(Stored data)
————

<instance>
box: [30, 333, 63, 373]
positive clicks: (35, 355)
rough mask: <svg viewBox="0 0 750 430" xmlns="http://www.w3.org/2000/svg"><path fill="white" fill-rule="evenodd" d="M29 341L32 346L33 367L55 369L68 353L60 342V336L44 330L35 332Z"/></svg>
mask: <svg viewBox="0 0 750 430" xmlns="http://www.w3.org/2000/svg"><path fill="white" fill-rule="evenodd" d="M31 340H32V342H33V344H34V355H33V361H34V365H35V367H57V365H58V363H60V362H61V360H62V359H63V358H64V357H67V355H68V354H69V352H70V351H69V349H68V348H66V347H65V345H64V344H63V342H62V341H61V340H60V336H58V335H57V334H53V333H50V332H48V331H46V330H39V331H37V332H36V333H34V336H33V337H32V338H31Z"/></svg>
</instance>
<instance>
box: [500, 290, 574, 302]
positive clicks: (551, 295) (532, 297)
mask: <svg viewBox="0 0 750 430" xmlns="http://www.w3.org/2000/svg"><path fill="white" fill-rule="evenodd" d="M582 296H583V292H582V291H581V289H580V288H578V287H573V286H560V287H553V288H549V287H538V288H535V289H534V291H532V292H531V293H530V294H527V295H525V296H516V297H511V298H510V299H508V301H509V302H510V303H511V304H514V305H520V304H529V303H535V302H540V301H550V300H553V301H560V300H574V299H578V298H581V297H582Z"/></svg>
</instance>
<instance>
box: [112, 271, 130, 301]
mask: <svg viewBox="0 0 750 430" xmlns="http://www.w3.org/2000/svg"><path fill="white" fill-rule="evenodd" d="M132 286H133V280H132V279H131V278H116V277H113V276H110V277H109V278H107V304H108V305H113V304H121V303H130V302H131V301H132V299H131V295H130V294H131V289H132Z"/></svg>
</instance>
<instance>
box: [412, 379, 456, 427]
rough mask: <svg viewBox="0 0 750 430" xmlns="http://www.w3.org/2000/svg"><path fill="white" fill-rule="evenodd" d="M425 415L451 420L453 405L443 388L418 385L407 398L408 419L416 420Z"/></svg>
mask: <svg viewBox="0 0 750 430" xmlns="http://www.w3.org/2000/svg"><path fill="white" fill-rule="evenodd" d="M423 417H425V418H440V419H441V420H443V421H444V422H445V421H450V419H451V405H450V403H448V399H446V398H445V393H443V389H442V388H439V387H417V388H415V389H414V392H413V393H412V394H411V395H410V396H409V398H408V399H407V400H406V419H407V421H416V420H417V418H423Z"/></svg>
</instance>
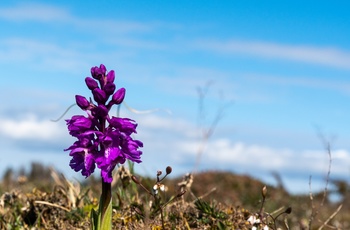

————

Task description:
Output the entries exactly and keep every picture out of them.

Worked solution:
<instance>
box: [30, 333, 63, 373]
positive clicks: (35, 355)
rough mask: <svg viewBox="0 0 750 430" xmlns="http://www.w3.org/2000/svg"><path fill="white" fill-rule="evenodd" d="M29 341L32 346L33 367L55 369L68 353L60 342V336L44 330L35 332Z"/></svg>
mask: <svg viewBox="0 0 750 430" xmlns="http://www.w3.org/2000/svg"><path fill="white" fill-rule="evenodd" d="M31 340H32V342H33V344H34V355H33V361H34V365H35V367H57V365H58V363H60V362H61V360H62V359H63V358H64V357H67V355H68V354H69V352H70V351H69V349H68V348H66V347H65V345H64V344H63V342H62V341H61V340H60V336H58V335H57V334H53V333H50V332H48V331H46V330H39V331H37V332H36V333H34V336H33V337H32V338H31Z"/></svg>
</instance>
<instance>
box: [500, 290, 574, 302]
positive clicks: (551, 295) (532, 297)
mask: <svg viewBox="0 0 750 430" xmlns="http://www.w3.org/2000/svg"><path fill="white" fill-rule="evenodd" d="M582 296H583V292H582V291H581V289H580V288H578V287H573V286H560V287H553V288H549V287H538V288H535V289H534V291H532V292H531V293H530V294H527V295H525V296H516V297H511V298H510V299H508V301H509V302H510V303H511V304H514V305H520V304H529V303H535V302H540V301H550V300H553V301H560V300H574V299H578V298H581V297H582Z"/></svg>
</instance>
<instance>
box: [112, 271, 130, 301]
mask: <svg viewBox="0 0 750 430" xmlns="http://www.w3.org/2000/svg"><path fill="white" fill-rule="evenodd" d="M132 286H133V280H132V279H131V278H116V277H113V276H110V277H109V278H107V304H108V305H113V304H121V303H130V302H131V301H132V299H131V295H130V294H131V289H132Z"/></svg>
</instance>
<instance>
box: [412, 379, 456, 427]
rough mask: <svg viewBox="0 0 750 430" xmlns="http://www.w3.org/2000/svg"><path fill="white" fill-rule="evenodd" d="M425 415L451 420L453 405L443 388L418 385L407 398L408 419L416 420Z"/></svg>
mask: <svg viewBox="0 0 750 430" xmlns="http://www.w3.org/2000/svg"><path fill="white" fill-rule="evenodd" d="M423 417H425V418H440V419H441V420H443V421H444V422H445V421H450V419H451V405H450V403H448V399H446V398H445V393H443V389H442V388H439V387H417V388H415V389H414V392H413V393H412V394H411V395H410V396H409V398H408V399H407V400H406V419H407V421H416V420H417V418H423Z"/></svg>
</instance>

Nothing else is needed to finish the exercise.